Please reproduce the items from their start through the line containing "[[[18,60],[30,59],[30,52],[4,54],[1,55],[1,59],[4,62],[14,62]]]", including the requests, with 139 added to every polygon coordinate in the answers. Omit the pictures from your output.

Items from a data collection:

────────────────

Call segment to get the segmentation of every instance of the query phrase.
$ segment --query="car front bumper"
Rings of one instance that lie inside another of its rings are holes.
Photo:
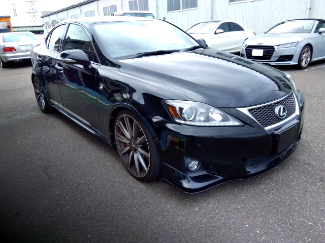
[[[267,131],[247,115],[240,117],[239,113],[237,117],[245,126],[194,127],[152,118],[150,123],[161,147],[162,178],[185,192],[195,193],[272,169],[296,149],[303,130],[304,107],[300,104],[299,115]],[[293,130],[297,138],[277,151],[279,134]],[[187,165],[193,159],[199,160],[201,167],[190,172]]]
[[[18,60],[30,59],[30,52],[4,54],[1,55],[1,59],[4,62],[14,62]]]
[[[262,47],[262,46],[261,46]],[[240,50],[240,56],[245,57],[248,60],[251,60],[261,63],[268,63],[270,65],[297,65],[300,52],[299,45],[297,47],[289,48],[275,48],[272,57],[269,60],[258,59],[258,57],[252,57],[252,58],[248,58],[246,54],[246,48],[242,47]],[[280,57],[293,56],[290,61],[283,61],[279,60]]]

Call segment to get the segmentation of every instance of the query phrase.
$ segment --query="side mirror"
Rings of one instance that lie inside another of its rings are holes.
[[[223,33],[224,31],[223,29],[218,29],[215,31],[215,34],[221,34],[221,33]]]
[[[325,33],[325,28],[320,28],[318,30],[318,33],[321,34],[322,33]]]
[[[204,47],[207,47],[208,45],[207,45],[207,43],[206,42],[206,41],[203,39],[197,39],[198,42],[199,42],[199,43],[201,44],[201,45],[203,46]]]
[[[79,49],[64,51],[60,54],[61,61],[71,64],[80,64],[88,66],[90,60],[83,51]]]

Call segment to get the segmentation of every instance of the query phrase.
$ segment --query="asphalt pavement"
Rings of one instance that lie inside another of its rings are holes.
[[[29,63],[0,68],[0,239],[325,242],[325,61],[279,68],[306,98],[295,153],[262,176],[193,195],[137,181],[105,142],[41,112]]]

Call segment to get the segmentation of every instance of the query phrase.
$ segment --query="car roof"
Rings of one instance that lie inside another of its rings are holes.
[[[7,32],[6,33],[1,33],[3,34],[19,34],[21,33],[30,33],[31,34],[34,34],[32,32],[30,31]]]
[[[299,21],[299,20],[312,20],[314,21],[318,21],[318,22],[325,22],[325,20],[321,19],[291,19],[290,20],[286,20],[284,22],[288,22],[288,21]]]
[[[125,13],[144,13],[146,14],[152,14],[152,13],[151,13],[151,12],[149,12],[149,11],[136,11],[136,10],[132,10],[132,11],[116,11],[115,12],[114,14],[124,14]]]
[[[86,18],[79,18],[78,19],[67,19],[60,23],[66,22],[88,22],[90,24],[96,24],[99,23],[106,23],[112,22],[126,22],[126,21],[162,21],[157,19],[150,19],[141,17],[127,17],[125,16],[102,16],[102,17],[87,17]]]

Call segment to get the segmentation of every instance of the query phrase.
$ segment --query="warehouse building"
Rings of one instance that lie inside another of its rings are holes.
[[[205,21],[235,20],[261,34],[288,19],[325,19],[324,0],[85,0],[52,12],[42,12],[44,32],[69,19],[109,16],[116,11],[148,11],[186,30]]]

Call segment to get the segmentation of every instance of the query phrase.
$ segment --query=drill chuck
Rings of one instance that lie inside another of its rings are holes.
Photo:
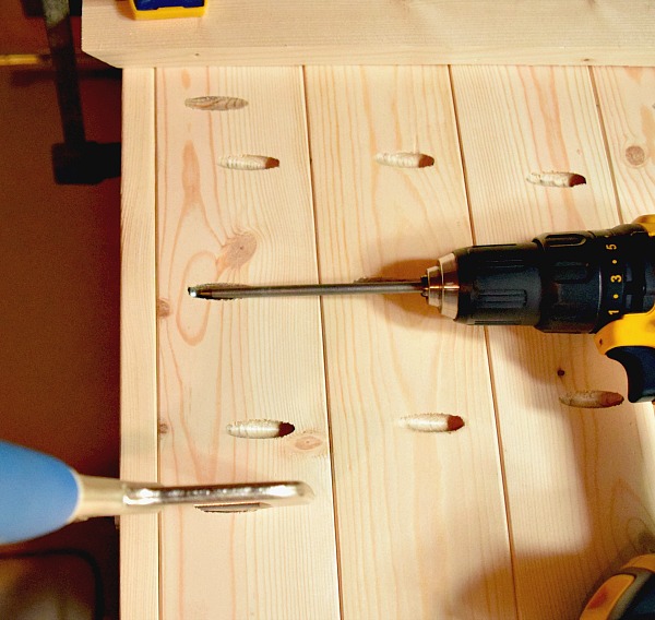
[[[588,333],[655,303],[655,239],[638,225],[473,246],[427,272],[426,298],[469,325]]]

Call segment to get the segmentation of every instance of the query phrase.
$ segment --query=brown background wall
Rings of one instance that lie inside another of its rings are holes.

────────────────

ANSWER FOR THIS EXERCISE:
Call segment to get the segmentation of every instance of the query phrase.
$ segment --query="car front bumper"
Rings of one instance that lie inside another of its rings are holes.
Photo:
[[[406,270],[386,254],[379,256],[378,252],[376,256],[384,265],[333,266],[291,257],[289,262],[300,286],[301,317],[324,331],[334,332],[411,308],[435,288],[442,269],[443,246],[439,243],[438,254]],[[432,269],[436,277],[416,290],[418,273]],[[326,304],[332,298],[338,299],[340,306],[329,311]]]
[[[157,199],[169,198],[169,191],[143,193],[140,194],[140,198],[143,201],[153,201]]]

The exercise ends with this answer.